- Records shown

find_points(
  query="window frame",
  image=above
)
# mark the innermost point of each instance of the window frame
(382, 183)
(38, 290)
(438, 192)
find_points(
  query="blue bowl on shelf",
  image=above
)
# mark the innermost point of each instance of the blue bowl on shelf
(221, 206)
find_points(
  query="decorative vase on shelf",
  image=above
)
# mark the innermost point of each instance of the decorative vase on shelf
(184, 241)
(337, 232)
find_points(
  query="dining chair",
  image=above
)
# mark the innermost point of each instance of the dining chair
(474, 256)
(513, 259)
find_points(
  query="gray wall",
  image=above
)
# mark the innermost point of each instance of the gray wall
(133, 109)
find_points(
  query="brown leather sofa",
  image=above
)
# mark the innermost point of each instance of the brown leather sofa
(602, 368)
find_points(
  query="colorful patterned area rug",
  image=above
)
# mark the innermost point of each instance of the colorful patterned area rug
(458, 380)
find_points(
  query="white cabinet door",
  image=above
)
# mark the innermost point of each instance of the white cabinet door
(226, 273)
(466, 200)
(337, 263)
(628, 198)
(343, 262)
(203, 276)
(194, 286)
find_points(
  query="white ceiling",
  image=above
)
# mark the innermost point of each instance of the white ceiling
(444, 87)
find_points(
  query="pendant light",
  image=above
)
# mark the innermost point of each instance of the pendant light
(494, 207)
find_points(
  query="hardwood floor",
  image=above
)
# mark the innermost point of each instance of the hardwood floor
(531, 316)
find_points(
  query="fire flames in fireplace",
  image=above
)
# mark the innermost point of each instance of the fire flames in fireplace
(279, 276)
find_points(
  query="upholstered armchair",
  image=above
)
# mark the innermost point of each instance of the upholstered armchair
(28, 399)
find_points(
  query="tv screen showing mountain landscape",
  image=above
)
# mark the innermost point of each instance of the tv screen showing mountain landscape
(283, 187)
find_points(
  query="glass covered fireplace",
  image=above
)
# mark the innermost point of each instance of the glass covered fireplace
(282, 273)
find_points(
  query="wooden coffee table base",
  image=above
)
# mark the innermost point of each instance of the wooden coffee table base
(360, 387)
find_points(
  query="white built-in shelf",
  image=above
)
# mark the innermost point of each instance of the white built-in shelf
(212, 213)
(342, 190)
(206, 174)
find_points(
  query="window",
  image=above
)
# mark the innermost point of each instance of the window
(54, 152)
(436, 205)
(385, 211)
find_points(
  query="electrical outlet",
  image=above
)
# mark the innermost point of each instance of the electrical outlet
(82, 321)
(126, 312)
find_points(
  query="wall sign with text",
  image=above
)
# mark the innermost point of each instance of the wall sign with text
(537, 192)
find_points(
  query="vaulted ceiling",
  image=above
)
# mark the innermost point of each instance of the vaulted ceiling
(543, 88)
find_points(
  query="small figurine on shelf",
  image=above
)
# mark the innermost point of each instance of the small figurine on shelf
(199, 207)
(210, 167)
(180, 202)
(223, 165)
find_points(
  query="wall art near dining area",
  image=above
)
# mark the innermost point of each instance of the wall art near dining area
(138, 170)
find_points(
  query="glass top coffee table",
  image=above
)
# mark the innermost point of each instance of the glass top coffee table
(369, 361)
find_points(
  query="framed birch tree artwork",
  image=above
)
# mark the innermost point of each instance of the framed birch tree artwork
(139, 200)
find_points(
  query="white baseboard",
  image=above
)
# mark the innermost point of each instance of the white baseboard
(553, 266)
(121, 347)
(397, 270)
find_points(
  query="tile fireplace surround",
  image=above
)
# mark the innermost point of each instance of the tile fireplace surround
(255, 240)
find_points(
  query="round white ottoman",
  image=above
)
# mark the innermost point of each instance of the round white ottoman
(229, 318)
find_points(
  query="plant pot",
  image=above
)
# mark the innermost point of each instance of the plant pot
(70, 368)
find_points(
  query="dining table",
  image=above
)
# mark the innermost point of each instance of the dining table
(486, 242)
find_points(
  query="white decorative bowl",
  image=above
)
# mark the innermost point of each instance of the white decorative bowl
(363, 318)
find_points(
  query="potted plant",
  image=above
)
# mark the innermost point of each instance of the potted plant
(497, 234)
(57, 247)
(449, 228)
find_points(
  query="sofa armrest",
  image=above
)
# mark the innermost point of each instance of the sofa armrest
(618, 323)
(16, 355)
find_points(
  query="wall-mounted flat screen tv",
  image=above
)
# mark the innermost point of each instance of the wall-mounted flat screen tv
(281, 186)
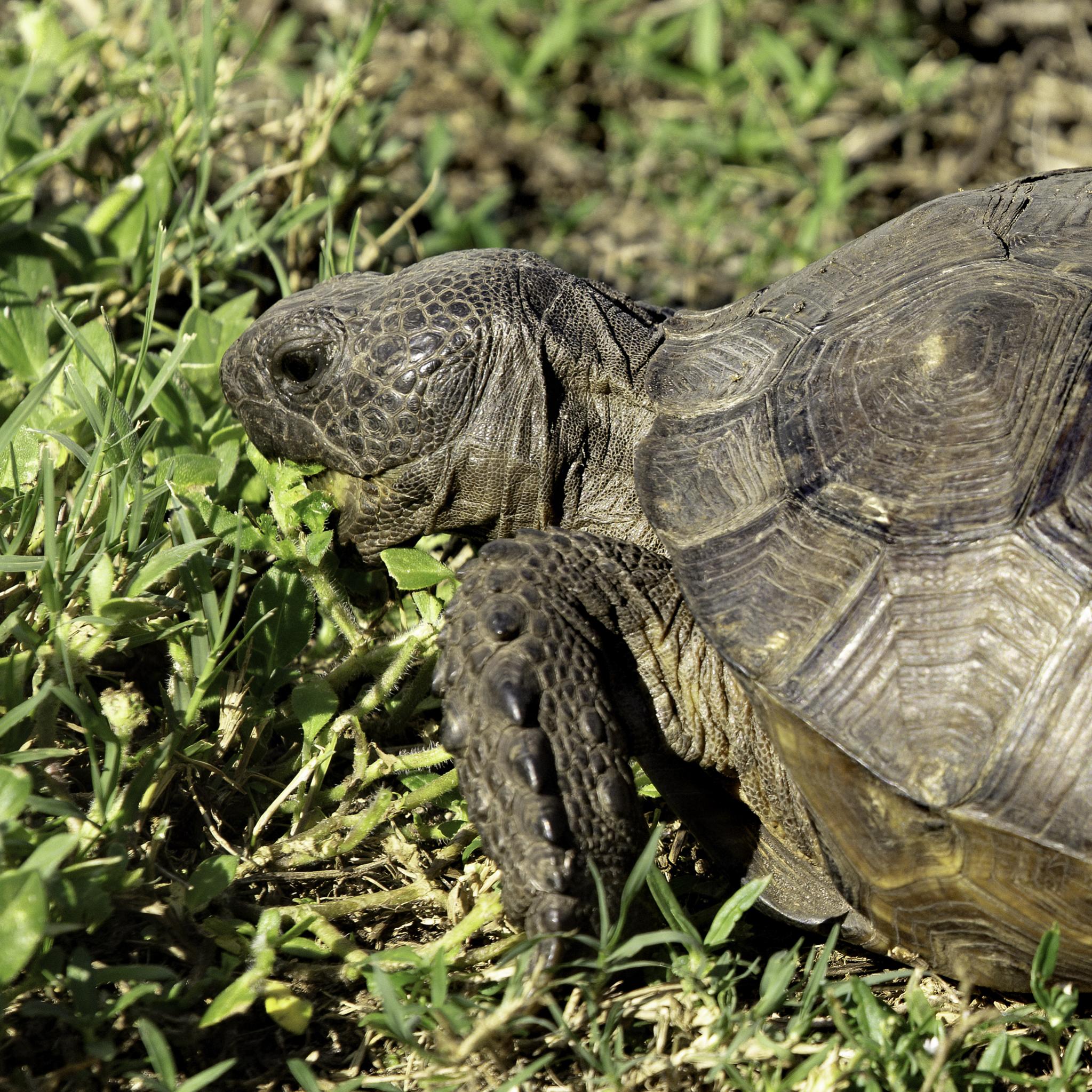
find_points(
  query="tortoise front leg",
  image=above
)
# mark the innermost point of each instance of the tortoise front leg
(538, 731)
(564, 656)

- Work to do
Using the material above, set down every line exactly, but skip the pictures.

- Exercise response
find_points(
  query="window frame",
  image=above
)
# mark the innermost point of each instance of the window frame
(382, 183)
(38, 290)
(438, 192)
find_points(
  query="blue bowl on shelf",
  image=above
)
# mark the innermost point of each instance of the blue bowl on shelf
(221, 206)
find_points(
  query="decorative vase on shelf",
  image=above
)
# mark the innermost point of each instance of the decorative vase on shelf
(184, 241)
(337, 232)
find_points(
  query="dining chair",
  image=above
)
# mark the innermost point of each instance of the dining chair
(474, 256)
(513, 259)
find_points(
  query="gray wall",
  image=above
)
# mark the innermost point of each instance of the gray wall
(133, 109)
find_points(
  query="brown leather sofa",
  image=above
)
# mark the innermost point of each instance of the brown leather sofa
(602, 368)
find_points(
  query="colorful patterned area rug",
  image=above
)
# mark the innermost point of each instance of the colorful patterned area rug
(458, 380)
find_points(
  query="white cabinet door",
  image=above
)
# mark the innermost point of each instance of the white cabinet door
(226, 273)
(466, 200)
(337, 263)
(628, 198)
(343, 262)
(203, 276)
(194, 286)
find_points(
  query="white ceiling",
  image=above
)
# mark the innermost point of each instance of the white ceiling
(444, 87)
find_points(
  query="pendant light",
  image=above
)
# mark the innermost point of each instance of the pendant light
(494, 207)
find_points(
  query="hardwood floor",
  image=above
)
# mark the innermost point of each instance of the hardwood floor
(531, 316)
find_points(
  query="fire flames in fireplace",
  image=above
)
# mark the innermost point of each instance of the fire flames in fireplace
(279, 276)
find_points(
  query="upholstered armchair",
  image=above
)
# mark the innermost point of each instance of the upholstered armchair
(28, 399)
find_points(
  query="tv screen showing mountain landscape",
  image=above
)
# mark the innermost point of each instance of the tv screen showing mountain landscape
(283, 187)
find_points(
  query="glass covered fireplace",
  image=above
)
# mark the innermost point of each instance of the glass covered fireplace
(282, 273)
find_points(
  query="wooden coffee table base",
  image=above
)
# mark the innermost point of each instance of the wooden coffee table base
(360, 387)
find_points(
  query="white built-in shelf",
  image=above
)
# mark the innermost point of each instance of the white built-in shelf
(212, 213)
(342, 190)
(206, 174)
find_points(
  query="window",
  image=above
)
# mark the innermost point of each instance of the window
(54, 152)
(436, 205)
(385, 211)
find_points(
  query="electrical outlet",
  image=above
)
# mark the innermost point of each instance of the electrical outlet
(82, 321)
(126, 312)
find_points(
  query="wall sign with text",
  image=above
)
# mark the innermost point of each instance of the wall sign with text
(537, 192)
find_points(
  query="vaulted ceiling",
  image=above
)
# mark the innermost point of each instance of the vaulted ceiling
(543, 88)
find_points(
  query="small figurine on shelf",
  image=above
)
# mark the innermost point of each instance of the small figurine on shelf
(199, 207)
(210, 167)
(180, 202)
(223, 165)
find_points(
  query="wall art near dining area",
  image=above
)
# mark the innermost point of each instance of the wall art near dining area
(138, 170)
find_points(
  query="glass top coffee table",
  image=above
)
# mark the innermost point of each instance of the glass top coffee table
(369, 361)
find_points(
  query="framed birch tree artwork",
  image=above
)
# mark the innermost point of each instance of the framed birch tree artwork
(139, 200)
find_points(
  query="white baseboard",
  image=above
)
# mark the innermost point of each instance of the white baseboard
(553, 266)
(121, 347)
(397, 270)
find_points(
  query="tile fireplace surround",
  image=above
)
# mark the innermost point of each instance of the tile fireplace surround
(255, 240)
find_points(
  query="round white ottoman",
  image=above
)
# mark the innermost point of each instance of the round white ottoman
(229, 318)
find_points(
  query="plant pot",
  image=above
)
# mark the innermost point of each instance of the plant pot
(70, 368)
find_points(
  query="dining table",
  image=above
)
# mark the innermost point of each instance of the dining table
(486, 242)
find_points(
  query="white decorative bowl",
  image=above
)
# mark the innermost point of each instance of the white decorative bowl
(363, 318)
find_points(
  query="potted plant",
  image=above
)
# mark the innermost point of each instance of the potted plant
(497, 234)
(57, 247)
(449, 228)
find_points(
  query="sofa armrest",
  image=above
)
# mark the innermost point of each instance of the sofa armrest
(618, 323)
(16, 355)
find_points(
  query="wall-mounted flat screen tv",
  image=above
)
# mark the innermost point of each instance of the wall-mounted flat screen tv
(281, 186)
find_points(
  query="tortoise front leg",
  image=above
)
# mark the innermost point of each instance of the tortoise front leg
(538, 731)
(564, 656)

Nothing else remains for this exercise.